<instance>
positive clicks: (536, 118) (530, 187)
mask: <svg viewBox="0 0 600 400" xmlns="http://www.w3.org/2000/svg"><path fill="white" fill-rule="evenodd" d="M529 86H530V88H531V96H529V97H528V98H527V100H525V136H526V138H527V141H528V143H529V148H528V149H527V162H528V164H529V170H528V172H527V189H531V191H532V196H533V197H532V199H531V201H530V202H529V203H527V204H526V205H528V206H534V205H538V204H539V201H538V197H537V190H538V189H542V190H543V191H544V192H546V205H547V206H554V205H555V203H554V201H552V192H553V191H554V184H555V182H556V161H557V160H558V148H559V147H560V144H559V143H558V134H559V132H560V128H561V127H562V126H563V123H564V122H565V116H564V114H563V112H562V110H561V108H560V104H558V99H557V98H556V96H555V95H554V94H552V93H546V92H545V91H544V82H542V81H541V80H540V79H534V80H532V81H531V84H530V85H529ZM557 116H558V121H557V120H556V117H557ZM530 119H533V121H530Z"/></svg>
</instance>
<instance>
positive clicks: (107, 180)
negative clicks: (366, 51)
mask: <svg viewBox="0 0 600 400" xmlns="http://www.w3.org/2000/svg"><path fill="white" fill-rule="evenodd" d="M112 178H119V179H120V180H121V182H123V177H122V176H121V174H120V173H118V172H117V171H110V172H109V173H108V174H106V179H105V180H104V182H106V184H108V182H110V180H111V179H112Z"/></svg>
--
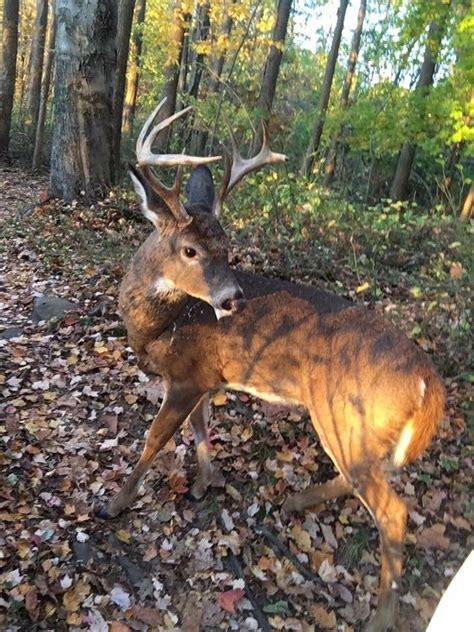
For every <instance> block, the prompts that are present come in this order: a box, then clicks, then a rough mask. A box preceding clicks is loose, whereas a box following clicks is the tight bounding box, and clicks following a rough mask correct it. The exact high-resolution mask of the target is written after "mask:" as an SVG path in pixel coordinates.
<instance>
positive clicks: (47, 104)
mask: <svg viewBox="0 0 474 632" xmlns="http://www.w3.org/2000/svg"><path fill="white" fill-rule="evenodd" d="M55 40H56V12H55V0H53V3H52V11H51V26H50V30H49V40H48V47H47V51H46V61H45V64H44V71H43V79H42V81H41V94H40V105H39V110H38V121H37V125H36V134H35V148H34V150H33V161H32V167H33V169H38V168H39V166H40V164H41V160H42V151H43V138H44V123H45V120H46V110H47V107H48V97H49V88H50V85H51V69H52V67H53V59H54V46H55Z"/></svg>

● **About this exercise**
Above are the entries. Quote exactly the lines from the one bearing "positive clicks: (536, 118) (530, 187)" through the one bearing "positive clicks: (107, 180)".

● **Solution to the problem**
positive clicks: (536, 118) (530, 187)
mask: <svg viewBox="0 0 600 400" xmlns="http://www.w3.org/2000/svg"><path fill="white" fill-rule="evenodd" d="M529 86H530V88H531V96H529V97H528V98H527V100H525V136H526V138H527V141H528V143H529V148H528V149H527V162H528V164H529V170H528V172H527V189H531V191H532V196H533V197H532V199H531V201H530V202H529V203H527V204H526V205H528V206H534V205H538V204H539V201H538V197H537V190H538V189H542V190H543V191H544V192H546V205H547V206H554V205H555V203H554V201H552V192H553V191H554V184H555V182H556V161H557V160H558V148H559V147H560V144H559V143H558V134H559V132H560V128H561V127H562V126H563V123H564V122H565V116H564V114H563V112H562V110H561V108H560V104H558V99H557V98H556V96H555V95H554V94H552V93H546V92H545V91H544V82H542V81H541V80H540V79H534V80H532V81H531V84H530V85H529ZM557 116H558V121H557V120H556V117H557ZM530 119H533V121H530Z"/></svg>
</instance>
<instance>
positive clicks: (107, 180)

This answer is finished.